--- start of SUPPLIED INFORMATION ---
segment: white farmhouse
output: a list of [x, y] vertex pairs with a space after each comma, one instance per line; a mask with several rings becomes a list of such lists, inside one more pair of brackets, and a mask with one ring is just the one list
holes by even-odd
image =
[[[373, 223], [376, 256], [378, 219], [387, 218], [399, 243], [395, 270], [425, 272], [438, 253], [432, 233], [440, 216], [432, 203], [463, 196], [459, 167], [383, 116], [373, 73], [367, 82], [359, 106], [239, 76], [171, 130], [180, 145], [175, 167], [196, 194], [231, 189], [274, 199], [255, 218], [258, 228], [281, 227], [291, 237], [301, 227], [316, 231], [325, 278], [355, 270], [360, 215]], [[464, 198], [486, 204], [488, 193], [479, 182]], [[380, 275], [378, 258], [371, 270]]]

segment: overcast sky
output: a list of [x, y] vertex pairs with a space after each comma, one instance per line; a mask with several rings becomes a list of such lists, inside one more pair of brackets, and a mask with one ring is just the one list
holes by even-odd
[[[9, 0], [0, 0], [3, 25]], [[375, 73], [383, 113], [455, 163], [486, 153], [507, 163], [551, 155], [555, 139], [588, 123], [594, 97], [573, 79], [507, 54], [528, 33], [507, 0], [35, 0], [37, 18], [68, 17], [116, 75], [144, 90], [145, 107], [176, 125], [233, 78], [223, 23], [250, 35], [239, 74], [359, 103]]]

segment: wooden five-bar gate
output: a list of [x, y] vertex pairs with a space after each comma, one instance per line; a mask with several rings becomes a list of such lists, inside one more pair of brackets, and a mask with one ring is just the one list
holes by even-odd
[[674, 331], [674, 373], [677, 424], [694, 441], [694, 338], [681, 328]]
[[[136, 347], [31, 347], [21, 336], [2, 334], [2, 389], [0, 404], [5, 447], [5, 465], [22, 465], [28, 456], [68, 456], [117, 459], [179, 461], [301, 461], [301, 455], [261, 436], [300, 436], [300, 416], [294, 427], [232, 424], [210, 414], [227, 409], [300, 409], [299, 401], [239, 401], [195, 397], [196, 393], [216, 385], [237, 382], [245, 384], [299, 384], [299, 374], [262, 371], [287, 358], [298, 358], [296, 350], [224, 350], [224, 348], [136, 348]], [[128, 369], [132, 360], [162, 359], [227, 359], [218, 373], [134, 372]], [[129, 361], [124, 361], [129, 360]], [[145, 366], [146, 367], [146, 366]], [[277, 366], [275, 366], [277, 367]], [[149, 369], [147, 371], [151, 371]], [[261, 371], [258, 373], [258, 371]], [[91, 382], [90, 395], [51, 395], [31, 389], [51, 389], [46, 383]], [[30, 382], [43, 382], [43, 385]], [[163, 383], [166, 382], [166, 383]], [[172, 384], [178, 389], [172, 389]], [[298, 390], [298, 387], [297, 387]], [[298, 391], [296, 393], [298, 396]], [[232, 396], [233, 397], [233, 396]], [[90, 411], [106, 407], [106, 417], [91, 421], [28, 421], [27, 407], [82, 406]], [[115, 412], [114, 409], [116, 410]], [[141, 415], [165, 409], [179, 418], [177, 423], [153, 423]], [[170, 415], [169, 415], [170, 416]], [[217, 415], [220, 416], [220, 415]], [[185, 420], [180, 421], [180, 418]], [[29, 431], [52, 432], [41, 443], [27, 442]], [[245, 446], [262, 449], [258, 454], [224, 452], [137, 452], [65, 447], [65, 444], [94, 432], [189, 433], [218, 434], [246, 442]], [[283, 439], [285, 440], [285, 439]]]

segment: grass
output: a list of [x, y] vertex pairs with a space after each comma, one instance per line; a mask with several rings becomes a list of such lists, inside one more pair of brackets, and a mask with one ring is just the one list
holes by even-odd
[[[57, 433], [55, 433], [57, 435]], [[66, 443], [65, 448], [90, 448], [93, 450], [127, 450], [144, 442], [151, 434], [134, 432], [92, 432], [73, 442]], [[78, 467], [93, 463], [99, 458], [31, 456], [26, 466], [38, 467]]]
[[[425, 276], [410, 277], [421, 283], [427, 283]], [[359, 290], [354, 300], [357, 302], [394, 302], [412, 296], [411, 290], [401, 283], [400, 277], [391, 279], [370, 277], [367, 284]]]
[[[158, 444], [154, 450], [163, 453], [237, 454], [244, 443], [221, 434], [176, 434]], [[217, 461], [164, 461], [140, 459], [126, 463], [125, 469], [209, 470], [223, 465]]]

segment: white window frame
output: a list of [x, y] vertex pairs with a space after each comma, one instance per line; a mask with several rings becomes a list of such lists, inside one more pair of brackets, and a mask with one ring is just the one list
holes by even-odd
--- end of SUPPLIED INFORMATION ---
= OBJECTIVE =
Edit the rows above so that every "vertex pairs" becomes "coordinate pairs", and keep everything else unchanged.

= COMPLETE OUTPUT =
segment: white farmhouse
output: a list of [x, y] coordinate pairs with a space after each comma, one instance per line; a mask with several rings becomes a list of such lists, inside one more pair of brackets, and a mask with one ring is just the one list
holes by even-odd
image =
[[[373, 223], [376, 256], [378, 219], [387, 218], [399, 243], [395, 270], [425, 272], [438, 253], [432, 233], [440, 216], [432, 203], [463, 196], [459, 167], [383, 116], [373, 73], [367, 82], [359, 106], [239, 76], [171, 130], [180, 145], [175, 167], [196, 194], [231, 189], [274, 199], [255, 218], [258, 228], [281, 227], [291, 237], [301, 227], [316, 231], [325, 278], [355, 270], [360, 215]], [[464, 198], [486, 204], [488, 193], [479, 182]], [[380, 275], [378, 258], [371, 270]]]

segment: overcast sky
output: a list of [x, y] coordinate pairs with a space after each comma, one instance per line; a mask with several rings becomes a list of such lists, inside one more pair of brackets, and a mask with one ring is just the one list
holes by even-odd
[[[9, 0], [0, 0], [3, 25]], [[375, 73], [383, 113], [455, 163], [486, 153], [507, 163], [551, 155], [555, 139], [588, 123], [594, 97], [573, 79], [507, 54], [528, 33], [507, 0], [35, 0], [37, 18], [68, 17], [116, 75], [144, 90], [145, 107], [176, 125], [233, 78], [223, 23], [250, 35], [239, 74], [359, 103]]]

segment: wooden five-bar gate
output: a list of [x, y] coordinate pairs with a space after each comma, one instance per line; a mask with several rings becomes a list of such lists, inside one more pair of brackets, and a mask with one ring is just the one list
holes by even-odd
[[674, 331], [674, 373], [677, 424], [694, 441], [694, 338], [681, 328]]
[[[136, 347], [31, 347], [21, 336], [2, 334], [2, 389], [0, 404], [5, 447], [5, 465], [22, 465], [28, 456], [68, 456], [117, 459], [179, 461], [301, 461], [301, 455], [261, 436], [300, 436], [300, 416], [294, 427], [232, 424], [210, 414], [227, 409], [300, 409], [299, 401], [239, 401], [195, 397], [196, 393], [216, 385], [237, 382], [245, 384], [299, 384], [299, 374], [262, 371], [287, 358], [298, 358], [296, 350], [224, 350], [224, 348], [136, 348]], [[128, 369], [132, 360], [162, 359], [227, 359], [218, 373], [134, 372]], [[129, 361], [124, 361], [129, 360]], [[145, 366], [146, 367], [146, 366]], [[277, 366], [275, 366], [277, 367]], [[149, 369], [147, 371], [151, 371]], [[261, 371], [258, 373], [258, 371]], [[91, 382], [90, 395], [51, 395], [31, 389], [51, 389], [46, 383]], [[30, 382], [43, 382], [43, 385]], [[163, 383], [166, 382], [166, 383]], [[172, 384], [178, 389], [172, 389]], [[298, 390], [298, 387], [297, 387]], [[298, 391], [296, 393], [298, 396]], [[232, 396], [233, 397], [233, 396]], [[90, 411], [106, 407], [106, 417], [91, 421], [28, 421], [27, 407], [82, 406]], [[115, 412], [114, 409], [116, 410]], [[141, 415], [165, 409], [179, 418], [177, 423], [153, 423]], [[170, 415], [169, 415], [170, 416]], [[217, 415], [220, 416], [220, 415]], [[185, 420], [180, 421], [180, 418]], [[29, 431], [52, 432], [41, 443], [27, 442]], [[245, 446], [262, 449], [258, 454], [224, 452], [137, 452], [65, 447], [65, 444], [94, 432], [189, 433], [218, 434], [246, 442]], [[283, 439], [285, 440], [285, 439]]]

segment: grass
output: a list of [x, y] coordinate pairs with a space after each comma, one instance per line; a mask with several rings becomes a list of such lists, inside one more pair of brackets, and a mask with one ring is just the one list
holes by even-odd
[[[57, 433], [55, 433], [57, 435]], [[66, 443], [65, 448], [90, 448], [93, 450], [127, 450], [144, 442], [151, 434], [134, 432], [92, 432], [73, 442]], [[78, 467], [93, 463], [99, 458], [31, 456], [26, 466], [38, 467]]]
[[[425, 276], [410, 277], [421, 283], [427, 283]], [[359, 290], [354, 300], [357, 302], [394, 302], [412, 296], [411, 290], [401, 283], [400, 277], [391, 279], [370, 277], [367, 284]]]
[[[158, 444], [154, 450], [163, 453], [237, 454], [244, 443], [221, 434], [176, 434]], [[217, 461], [164, 461], [140, 459], [126, 463], [125, 469], [209, 470], [223, 465]]]

segment: white window frame
output: a list of [x, y] coordinate pairs with a space after each comma, one instance per line; a mask with several rings becomes a list of such lists, inside one more pair of brackets, and a mask with one ring is just the one list
holes by even-odd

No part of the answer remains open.